REQUIRED WORK -
With nothing omitted, transcribe the entries exactly as written.

━━━━━ GIVEN DATA ━━━━━

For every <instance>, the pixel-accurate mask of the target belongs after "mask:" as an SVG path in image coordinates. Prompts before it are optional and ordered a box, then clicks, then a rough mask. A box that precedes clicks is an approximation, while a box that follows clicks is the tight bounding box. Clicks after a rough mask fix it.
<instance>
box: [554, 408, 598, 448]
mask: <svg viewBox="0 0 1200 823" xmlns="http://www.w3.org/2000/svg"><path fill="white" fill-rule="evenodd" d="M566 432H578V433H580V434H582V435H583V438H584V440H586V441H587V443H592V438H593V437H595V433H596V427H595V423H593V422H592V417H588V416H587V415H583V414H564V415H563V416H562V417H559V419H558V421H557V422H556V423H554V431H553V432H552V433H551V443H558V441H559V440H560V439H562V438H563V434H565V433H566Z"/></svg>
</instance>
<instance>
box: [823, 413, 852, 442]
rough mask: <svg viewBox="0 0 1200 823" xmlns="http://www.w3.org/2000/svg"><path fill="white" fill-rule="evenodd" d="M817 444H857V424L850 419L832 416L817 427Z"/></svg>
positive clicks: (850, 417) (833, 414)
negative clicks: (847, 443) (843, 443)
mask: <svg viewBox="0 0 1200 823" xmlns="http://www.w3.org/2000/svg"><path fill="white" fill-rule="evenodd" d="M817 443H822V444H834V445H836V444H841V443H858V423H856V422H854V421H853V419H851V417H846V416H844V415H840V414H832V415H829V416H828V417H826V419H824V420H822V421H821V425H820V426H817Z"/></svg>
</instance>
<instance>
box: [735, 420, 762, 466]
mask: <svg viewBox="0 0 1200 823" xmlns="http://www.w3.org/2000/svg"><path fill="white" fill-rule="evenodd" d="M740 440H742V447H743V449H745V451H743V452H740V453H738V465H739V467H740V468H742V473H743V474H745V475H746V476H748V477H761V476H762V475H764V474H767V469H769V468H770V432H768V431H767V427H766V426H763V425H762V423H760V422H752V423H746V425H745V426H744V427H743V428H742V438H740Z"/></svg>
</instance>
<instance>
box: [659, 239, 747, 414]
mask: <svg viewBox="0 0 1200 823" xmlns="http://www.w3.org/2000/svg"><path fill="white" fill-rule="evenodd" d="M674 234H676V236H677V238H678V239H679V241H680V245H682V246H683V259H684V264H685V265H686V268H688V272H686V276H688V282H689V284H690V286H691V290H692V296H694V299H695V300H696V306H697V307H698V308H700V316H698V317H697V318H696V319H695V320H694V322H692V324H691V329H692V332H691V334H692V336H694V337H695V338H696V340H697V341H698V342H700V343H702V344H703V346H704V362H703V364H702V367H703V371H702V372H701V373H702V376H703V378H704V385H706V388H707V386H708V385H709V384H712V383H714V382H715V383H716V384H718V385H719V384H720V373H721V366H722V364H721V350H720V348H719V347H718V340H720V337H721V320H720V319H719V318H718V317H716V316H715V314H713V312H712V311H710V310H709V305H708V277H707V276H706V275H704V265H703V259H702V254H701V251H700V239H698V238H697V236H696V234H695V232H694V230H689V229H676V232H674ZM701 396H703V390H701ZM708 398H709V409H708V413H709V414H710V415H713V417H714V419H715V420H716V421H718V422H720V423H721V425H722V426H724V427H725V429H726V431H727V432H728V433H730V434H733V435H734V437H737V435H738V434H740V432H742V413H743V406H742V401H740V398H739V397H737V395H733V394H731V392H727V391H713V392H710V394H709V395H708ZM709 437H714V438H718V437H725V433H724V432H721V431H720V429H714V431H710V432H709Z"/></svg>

━━━━━

TASK OUTPUT -
For every <instance>, the pixel-accurate mask of the target belongs after "mask:" as an SVG path in image coordinates. Prompts before it are optional and ordered a box, then clicks, then a rough mask. A box that precedes clicks is an approximation, while a box that follows clicks is the tight bounding box. Clicks after a rough mask fix it.
<instance>
box: [554, 408, 598, 448]
mask: <svg viewBox="0 0 1200 823" xmlns="http://www.w3.org/2000/svg"><path fill="white" fill-rule="evenodd" d="M566 432H578V433H580V434H582V435H583V438H584V440H586V441H587V443H592V438H593V437H595V433H596V427H595V423H593V422H592V417H588V416H587V415H583V414H564V415H563V416H562V417H559V419H558V421H557V422H556V423H554V431H553V432H552V433H551V443H558V441H559V440H560V439H562V438H563V434H565V433H566Z"/></svg>
</instance>
<instance>
box: [823, 413, 852, 442]
rough mask: <svg viewBox="0 0 1200 823" xmlns="http://www.w3.org/2000/svg"><path fill="white" fill-rule="evenodd" d="M817 444H857V424L850 419L832 416L817 427Z"/></svg>
positive clicks: (850, 417) (833, 414)
negative clicks: (847, 443) (843, 443)
mask: <svg viewBox="0 0 1200 823" xmlns="http://www.w3.org/2000/svg"><path fill="white" fill-rule="evenodd" d="M817 443H822V444H834V445H836V444H841V443H858V423H856V422H854V421H853V419H851V417H846V416H844V415H840V414H832V415H829V416H828V417H826V419H824V420H822V421H821V425H820V426H817Z"/></svg>
</instance>
<instance>
box: [735, 420, 762, 466]
mask: <svg viewBox="0 0 1200 823" xmlns="http://www.w3.org/2000/svg"><path fill="white" fill-rule="evenodd" d="M740 440H742V447H743V449H745V451H743V452H740V453H738V465H739V467H740V468H742V473H743V474H745V475H746V476H748V477H761V476H762V475H764V474H767V469H769V468H770V432H768V431H767V427H766V426H763V425H762V423H760V422H752V423H746V425H745V426H744V427H743V428H742V438H740Z"/></svg>
</instance>
<instance>
box: [659, 239, 747, 414]
mask: <svg viewBox="0 0 1200 823" xmlns="http://www.w3.org/2000/svg"><path fill="white" fill-rule="evenodd" d="M674 234H676V236H677V238H678V239H679V241H680V245H682V246H683V259H684V264H685V265H686V268H688V272H686V276H688V282H689V284H690V286H691V290H692V296H694V299H695V300H696V306H697V307H698V308H700V316H698V317H697V318H696V319H695V320H694V322H692V324H691V329H692V332H691V334H692V336H694V337H695V338H696V340H697V341H698V342H700V343H702V344H703V346H704V362H703V364H702V367H703V371H702V372H701V373H702V376H703V378H704V385H706V388H707V386H708V385H709V384H712V383H714V382H715V383H716V384H718V385H719V384H720V373H721V366H722V364H721V350H720V348H719V347H718V340H720V337H721V320H720V319H719V318H718V317H716V316H715V314H713V312H712V311H710V310H709V305H708V277H707V276H706V275H704V265H703V259H702V254H701V251H700V239H698V238H697V236H696V234H695V232H694V230H689V229H676V232H674ZM701 396H703V390H701ZM708 398H709V409H708V413H709V414H710V415H713V417H714V419H715V420H716V421H718V422H720V423H721V425H722V426H724V427H725V429H726V431H727V432H728V433H730V434H733V435H734V437H737V435H738V434H740V432H742V413H743V406H742V401H740V398H739V397H737V395H733V394H731V392H727V391H713V392H710V394H709V395H708ZM709 437H714V438H718V437H725V433H724V432H721V431H720V429H714V431H710V432H709Z"/></svg>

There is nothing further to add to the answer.